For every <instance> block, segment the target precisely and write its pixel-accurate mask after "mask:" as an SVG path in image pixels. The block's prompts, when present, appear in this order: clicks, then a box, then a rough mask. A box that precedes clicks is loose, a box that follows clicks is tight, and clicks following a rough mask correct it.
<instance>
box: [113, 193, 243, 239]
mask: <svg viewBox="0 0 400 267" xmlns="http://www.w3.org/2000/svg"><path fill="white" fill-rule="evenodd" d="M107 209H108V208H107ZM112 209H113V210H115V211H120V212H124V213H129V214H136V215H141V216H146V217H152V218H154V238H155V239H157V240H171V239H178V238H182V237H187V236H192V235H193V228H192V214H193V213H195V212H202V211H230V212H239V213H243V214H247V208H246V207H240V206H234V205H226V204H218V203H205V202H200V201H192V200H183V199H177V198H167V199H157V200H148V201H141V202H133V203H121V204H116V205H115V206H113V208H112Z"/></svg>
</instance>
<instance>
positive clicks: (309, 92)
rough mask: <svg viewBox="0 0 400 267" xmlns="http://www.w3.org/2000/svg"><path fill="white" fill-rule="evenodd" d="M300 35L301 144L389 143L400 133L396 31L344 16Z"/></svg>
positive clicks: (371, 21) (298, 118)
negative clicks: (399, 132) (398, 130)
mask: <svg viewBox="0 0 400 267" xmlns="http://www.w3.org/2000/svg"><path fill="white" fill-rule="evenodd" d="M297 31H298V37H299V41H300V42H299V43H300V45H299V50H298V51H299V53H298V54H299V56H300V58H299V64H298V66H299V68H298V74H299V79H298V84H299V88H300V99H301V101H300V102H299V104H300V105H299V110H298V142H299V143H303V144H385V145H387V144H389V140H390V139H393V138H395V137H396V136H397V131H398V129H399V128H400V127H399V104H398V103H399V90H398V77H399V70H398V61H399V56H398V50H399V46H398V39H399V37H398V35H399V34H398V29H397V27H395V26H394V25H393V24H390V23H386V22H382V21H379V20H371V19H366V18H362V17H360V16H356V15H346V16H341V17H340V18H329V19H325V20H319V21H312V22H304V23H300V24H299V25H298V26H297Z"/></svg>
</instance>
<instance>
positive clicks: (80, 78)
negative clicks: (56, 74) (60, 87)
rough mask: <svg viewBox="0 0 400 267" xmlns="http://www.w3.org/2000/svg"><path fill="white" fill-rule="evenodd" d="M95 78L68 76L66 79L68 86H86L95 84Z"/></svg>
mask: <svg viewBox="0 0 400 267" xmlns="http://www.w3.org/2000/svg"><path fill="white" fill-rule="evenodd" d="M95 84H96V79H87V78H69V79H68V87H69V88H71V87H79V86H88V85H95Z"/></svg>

+ + + + +

_What to work on_. In the records above, return only the line that contains "negative clicks: (56, 74) (60, 87)" and every line after it through the last, exactly as they appear.

_Answer box_.
negative clicks: (56, 74) (60, 87)
rough mask: <svg viewBox="0 0 400 267" xmlns="http://www.w3.org/2000/svg"><path fill="white" fill-rule="evenodd" d="M95 78L68 76L66 79L68 86H86L95 84Z"/></svg>
mask: <svg viewBox="0 0 400 267" xmlns="http://www.w3.org/2000/svg"><path fill="white" fill-rule="evenodd" d="M95 84H96V79H87V78H69V79H68V87H69V88H71V87H79V86H88V85H95Z"/></svg>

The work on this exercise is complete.